What to produce:
Write out exactly, and only, the lines from the one containing "Identify the player's hand" through the last line of the listing below.

Records shown:
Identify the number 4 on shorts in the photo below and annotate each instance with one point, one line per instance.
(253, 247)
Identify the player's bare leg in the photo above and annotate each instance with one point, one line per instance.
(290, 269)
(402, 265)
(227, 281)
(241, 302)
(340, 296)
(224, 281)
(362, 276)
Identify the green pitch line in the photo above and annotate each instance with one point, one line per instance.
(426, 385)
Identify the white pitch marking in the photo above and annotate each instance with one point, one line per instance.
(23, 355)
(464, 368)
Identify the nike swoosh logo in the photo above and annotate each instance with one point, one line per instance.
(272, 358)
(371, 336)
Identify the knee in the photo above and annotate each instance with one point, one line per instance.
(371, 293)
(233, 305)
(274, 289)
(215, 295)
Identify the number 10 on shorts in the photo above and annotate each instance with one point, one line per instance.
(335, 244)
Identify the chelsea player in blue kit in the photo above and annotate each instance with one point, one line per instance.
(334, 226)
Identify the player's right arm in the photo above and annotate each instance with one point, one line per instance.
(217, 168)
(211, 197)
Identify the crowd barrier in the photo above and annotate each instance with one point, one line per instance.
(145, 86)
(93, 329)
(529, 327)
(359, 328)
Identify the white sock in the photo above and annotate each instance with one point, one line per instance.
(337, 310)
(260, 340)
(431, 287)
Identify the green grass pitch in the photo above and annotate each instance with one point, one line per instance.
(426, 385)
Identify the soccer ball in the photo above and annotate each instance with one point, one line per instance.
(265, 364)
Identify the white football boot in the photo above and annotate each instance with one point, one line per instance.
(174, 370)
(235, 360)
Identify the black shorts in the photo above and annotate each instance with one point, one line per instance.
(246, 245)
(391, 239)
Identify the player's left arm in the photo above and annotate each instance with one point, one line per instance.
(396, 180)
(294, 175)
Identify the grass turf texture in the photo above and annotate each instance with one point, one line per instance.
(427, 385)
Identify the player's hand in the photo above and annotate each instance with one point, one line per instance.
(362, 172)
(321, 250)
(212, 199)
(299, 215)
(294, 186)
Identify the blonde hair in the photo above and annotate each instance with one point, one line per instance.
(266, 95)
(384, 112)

Response below:
Identify the player's hand in the photo above and annotate each instance with one point, one line per instance.
(362, 172)
(321, 250)
(212, 199)
(299, 215)
(294, 186)
Identify the blonde hair in the photo above and annotate each instance with one point, one line per instance.
(266, 95)
(384, 112)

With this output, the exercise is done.